*Extrait fourni*.
•••••

Lord Clifford Chatterley avait jugé froidement la situation. Il avait épousé Constance, une jeune et belle écossaise à l'esprit indépendant. Un mariage arrangé entre gens de la bonne société. Mais il était revenu des champs de bataille de la Grande Guerre invalide. Alors il s'en était ouvert à son épouse, ici dans les bois de son domaine : si elle voulait se choisir un amant afin de porter un enfant, il y consentait. C'est à cet instant que le troisième protagoniste de cette histoire fait son apparition : Oliver Mellors, le garde-chasse. Vivant symbole de 'homme des bois frustre, libre.
Ou est-ce le fruit de lente déliquescence ?
Constance refuse de se laisse glisser. Sa vie peut s'envisager vide de toute perspective. En bonne épouse, elle soutient son mari s'épanouit cyniquement dans une vie de romancier plus populaire que vraiment talentueux.
Wargby, leur résidence, appartient à cette morne campagne anglaise marquée du sceau noir de l'industrie minière. La pluie tâchant les sols comme les coeurs. En quittant sa carrière littéraire pour prendre en main ses affaires, Lord Chatterley parachève le rejet de Connie...
Reste l'espace préservé des bois – terres frondeuses car siège des exploits de Robin Hood – et l'homme qui s'y est volontairement retiré. L'amant, l'homme sauvage, si éloigné des conventions de la société anglo-saxonne que leurs premiers échanges amoureux sont simplement, mécaniquement sexuels. Et l'épanouissement de cet amour aura toujours pour ressort principal l'acte, décrit dans des termes les plus explicites. Tout comme leurs échanges : Oliver appréhende les femmes de sa vie sur le plan du sexe et Connie essaye à mots couverts d'évoquer l'amour, tout en ne retenant que les propos les plus licencieux...

•••••

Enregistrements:
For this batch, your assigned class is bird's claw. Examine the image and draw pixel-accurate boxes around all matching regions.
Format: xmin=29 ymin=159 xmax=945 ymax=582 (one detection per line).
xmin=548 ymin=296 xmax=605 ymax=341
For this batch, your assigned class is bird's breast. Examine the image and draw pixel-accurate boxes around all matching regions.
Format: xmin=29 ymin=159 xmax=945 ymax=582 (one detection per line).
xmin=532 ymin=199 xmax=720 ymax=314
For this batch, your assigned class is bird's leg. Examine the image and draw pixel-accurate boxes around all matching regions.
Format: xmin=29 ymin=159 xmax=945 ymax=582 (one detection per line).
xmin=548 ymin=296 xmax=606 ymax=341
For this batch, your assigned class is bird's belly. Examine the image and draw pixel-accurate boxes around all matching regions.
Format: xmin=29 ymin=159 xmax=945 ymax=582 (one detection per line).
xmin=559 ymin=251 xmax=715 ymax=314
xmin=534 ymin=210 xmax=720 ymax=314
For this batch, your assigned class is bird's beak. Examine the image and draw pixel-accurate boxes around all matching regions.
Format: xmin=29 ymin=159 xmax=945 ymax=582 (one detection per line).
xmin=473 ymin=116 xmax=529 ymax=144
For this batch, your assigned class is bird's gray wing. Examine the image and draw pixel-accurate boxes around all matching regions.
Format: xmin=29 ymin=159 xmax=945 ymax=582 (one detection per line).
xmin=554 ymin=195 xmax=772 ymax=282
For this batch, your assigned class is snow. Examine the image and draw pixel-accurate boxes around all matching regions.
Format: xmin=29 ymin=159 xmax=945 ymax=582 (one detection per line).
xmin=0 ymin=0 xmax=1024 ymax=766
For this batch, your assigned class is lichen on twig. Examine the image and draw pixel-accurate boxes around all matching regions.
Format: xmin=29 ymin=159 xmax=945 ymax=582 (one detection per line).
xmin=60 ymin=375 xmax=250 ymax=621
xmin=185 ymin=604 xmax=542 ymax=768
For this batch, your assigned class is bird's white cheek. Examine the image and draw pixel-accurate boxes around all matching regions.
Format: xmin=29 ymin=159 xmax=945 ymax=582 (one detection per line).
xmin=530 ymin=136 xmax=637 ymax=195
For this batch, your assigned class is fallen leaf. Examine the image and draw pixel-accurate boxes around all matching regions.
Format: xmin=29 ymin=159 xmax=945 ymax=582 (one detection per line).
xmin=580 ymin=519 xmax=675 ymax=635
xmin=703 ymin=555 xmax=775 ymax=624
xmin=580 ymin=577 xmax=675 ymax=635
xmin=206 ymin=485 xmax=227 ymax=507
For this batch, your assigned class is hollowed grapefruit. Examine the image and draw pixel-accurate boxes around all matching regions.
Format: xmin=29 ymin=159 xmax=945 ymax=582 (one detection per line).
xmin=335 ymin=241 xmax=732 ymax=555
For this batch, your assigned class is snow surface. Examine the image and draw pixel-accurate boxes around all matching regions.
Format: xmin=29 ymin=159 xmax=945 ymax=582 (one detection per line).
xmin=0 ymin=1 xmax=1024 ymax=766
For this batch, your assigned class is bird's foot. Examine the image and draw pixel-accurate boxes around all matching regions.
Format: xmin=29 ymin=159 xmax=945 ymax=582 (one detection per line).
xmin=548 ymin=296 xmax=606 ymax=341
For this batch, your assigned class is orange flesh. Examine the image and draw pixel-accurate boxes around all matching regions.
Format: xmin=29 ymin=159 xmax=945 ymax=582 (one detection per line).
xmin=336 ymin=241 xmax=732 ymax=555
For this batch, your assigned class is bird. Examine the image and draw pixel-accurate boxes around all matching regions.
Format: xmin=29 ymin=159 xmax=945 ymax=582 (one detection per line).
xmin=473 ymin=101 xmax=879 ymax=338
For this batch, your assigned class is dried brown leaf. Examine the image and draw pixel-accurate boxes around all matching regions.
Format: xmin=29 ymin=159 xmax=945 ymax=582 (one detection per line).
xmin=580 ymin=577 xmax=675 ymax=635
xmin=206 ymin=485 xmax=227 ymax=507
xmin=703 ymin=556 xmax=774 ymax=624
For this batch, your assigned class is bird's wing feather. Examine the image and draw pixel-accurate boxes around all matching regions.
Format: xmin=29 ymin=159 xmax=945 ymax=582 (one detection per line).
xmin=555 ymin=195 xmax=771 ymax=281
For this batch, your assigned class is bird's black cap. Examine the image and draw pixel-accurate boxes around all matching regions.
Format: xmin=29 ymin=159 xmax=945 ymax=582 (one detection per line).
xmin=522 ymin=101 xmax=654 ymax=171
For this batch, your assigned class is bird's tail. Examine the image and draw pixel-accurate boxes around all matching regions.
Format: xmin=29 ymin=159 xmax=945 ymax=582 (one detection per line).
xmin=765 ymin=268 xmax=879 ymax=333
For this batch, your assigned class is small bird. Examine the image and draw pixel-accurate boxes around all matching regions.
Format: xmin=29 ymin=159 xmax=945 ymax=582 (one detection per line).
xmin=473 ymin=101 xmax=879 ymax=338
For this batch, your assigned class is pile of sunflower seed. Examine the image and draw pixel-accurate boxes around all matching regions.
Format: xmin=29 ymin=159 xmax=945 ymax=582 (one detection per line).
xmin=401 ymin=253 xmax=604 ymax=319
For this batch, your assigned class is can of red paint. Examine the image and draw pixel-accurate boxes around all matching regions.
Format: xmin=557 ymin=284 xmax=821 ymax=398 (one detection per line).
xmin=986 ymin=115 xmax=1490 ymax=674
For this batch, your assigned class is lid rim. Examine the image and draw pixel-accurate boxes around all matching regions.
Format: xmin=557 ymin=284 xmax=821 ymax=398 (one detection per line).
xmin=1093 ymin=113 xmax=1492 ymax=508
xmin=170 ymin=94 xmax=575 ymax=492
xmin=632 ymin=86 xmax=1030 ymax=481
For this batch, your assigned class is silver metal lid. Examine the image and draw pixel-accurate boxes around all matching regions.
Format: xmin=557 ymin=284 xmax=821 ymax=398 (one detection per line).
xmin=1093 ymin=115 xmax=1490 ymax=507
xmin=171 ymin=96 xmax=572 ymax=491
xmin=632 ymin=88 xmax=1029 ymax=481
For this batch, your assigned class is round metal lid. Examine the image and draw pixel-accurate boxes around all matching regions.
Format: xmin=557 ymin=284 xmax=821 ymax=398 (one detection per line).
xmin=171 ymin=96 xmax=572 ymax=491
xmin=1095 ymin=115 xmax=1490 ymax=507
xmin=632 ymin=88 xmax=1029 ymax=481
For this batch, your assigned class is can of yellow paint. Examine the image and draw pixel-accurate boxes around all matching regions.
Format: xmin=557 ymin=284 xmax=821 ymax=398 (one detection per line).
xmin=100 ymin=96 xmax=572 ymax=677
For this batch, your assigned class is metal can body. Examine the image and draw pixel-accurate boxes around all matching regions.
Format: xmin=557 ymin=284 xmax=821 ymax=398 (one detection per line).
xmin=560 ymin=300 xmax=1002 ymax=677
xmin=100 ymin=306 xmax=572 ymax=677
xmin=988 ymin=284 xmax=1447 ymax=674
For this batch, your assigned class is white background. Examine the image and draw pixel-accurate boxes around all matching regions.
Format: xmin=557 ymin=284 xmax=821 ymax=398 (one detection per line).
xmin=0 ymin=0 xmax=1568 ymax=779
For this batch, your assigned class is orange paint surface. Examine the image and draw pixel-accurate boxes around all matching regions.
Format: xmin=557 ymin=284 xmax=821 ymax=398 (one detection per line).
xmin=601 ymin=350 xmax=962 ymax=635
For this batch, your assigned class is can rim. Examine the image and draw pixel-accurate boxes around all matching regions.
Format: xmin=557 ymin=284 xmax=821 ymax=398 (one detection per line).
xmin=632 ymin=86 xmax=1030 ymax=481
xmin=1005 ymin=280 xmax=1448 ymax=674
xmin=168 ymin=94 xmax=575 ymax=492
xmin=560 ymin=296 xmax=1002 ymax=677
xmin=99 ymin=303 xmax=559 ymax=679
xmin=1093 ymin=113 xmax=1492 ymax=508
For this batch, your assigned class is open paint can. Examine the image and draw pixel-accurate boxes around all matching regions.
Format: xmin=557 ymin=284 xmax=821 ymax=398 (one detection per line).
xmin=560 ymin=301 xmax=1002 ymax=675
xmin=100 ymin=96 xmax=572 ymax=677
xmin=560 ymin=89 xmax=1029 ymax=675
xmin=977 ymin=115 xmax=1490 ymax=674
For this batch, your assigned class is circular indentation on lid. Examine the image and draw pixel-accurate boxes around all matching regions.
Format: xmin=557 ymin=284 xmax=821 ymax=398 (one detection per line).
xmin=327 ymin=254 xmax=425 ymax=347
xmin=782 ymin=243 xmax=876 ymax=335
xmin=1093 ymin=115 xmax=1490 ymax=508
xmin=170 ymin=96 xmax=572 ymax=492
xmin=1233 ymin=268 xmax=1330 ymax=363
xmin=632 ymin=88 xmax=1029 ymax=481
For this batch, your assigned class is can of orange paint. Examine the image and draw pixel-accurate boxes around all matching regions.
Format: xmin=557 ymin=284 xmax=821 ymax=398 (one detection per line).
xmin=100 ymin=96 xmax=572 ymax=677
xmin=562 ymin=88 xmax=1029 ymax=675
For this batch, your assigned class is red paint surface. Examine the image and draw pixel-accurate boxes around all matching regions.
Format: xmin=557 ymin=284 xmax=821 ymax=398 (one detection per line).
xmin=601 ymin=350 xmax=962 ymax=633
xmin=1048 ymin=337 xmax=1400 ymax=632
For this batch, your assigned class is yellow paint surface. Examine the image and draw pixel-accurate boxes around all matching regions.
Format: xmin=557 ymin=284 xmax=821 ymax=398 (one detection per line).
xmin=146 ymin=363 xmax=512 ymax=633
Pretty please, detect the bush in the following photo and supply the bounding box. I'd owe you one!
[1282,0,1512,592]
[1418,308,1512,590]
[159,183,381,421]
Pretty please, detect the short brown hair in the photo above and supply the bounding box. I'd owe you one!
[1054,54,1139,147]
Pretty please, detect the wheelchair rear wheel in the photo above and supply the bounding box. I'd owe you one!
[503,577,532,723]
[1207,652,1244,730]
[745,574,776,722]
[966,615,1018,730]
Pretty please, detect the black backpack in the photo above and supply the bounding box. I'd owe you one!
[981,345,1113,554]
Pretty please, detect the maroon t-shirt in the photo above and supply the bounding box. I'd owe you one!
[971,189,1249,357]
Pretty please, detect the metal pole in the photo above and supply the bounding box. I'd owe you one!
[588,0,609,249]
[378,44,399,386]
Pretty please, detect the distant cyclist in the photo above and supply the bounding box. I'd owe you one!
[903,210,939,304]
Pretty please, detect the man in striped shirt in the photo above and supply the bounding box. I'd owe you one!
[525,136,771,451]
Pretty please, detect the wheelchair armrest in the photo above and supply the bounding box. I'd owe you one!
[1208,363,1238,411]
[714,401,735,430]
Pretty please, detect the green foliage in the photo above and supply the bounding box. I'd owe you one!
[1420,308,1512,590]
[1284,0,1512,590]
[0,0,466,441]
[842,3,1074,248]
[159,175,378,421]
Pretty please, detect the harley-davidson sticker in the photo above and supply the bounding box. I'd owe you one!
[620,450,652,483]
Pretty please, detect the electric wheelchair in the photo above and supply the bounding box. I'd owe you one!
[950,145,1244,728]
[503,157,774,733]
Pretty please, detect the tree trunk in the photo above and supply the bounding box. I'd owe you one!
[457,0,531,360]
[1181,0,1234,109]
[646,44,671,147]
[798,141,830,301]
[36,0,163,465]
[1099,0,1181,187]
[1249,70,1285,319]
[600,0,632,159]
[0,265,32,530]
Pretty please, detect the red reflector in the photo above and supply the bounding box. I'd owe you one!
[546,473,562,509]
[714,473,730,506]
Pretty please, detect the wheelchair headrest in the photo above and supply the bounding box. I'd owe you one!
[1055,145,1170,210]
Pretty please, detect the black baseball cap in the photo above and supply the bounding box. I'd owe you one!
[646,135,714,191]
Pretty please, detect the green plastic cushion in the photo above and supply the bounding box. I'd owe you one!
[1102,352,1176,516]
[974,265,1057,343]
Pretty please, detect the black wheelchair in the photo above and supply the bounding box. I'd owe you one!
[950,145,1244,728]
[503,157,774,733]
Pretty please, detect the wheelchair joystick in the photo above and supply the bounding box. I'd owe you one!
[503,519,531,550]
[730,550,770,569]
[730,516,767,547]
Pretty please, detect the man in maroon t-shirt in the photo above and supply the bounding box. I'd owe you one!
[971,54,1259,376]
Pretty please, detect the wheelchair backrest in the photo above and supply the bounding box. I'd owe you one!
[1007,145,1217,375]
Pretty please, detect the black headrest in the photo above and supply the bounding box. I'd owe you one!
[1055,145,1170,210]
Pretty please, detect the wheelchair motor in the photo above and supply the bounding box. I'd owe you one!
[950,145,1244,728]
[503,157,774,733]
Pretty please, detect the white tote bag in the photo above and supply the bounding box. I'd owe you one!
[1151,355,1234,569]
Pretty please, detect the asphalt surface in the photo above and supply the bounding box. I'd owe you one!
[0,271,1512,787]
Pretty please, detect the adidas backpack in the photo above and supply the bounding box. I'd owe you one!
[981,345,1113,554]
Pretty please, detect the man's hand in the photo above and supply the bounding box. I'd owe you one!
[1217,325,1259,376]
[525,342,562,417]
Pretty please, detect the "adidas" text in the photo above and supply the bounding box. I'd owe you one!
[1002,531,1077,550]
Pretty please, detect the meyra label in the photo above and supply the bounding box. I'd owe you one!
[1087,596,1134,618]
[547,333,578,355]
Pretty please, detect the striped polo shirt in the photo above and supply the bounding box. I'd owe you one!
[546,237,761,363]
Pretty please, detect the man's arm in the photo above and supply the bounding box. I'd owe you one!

•••••

*Les consignes*.
a – D'après l'extrait, quel métier exerce Oliver Mellors ?
b – Recopiez les lignes depuis la toute première jusqu'à celle qui contient « xmin=534 ymin=210 xmax=720 ymax=314 », incluse, en remplaçant « pixel-accurate » par « tight », s'il vous plaît.
L'extrait et les lignes ne proviennent pas de la même source.

*Réponses détaillées*.
a – Il est garde-chasse.

b –
For this batch, your assigned class is bird's claw. Examine the image and draw tight boxes around all matching regions.
Format: xmin=29 ymin=159 xmax=945 ymax=582 (one detection per line).
xmin=548 ymin=296 xmax=605 ymax=341
For this batch, your assigned class is bird's breast. Examine the image and draw tight boxes around all matching regions.
Format: xmin=29 ymin=159 xmax=945 ymax=582 (one detection per line).
xmin=532 ymin=199 xmax=720 ymax=314
For this batch, your assigned class is bird's leg. Examine the image and draw tight boxes around all matching regions.
Format: xmin=29 ymin=159 xmax=945 ymax=582 (one detection per line).
xmin=548 ymin=296 xmax=606 ymax=341
For this batch, your assigned class is bird's belly. Examine the image and draw tight boxes around all matching regions.
Format: xmin=29 ymin=159 xmax=945 ymax=582 (one detection per line).
xmin=559 ymin=251 xmax=715 ymax=314
xmin=534 ymin=210 xmax=720 ymax=314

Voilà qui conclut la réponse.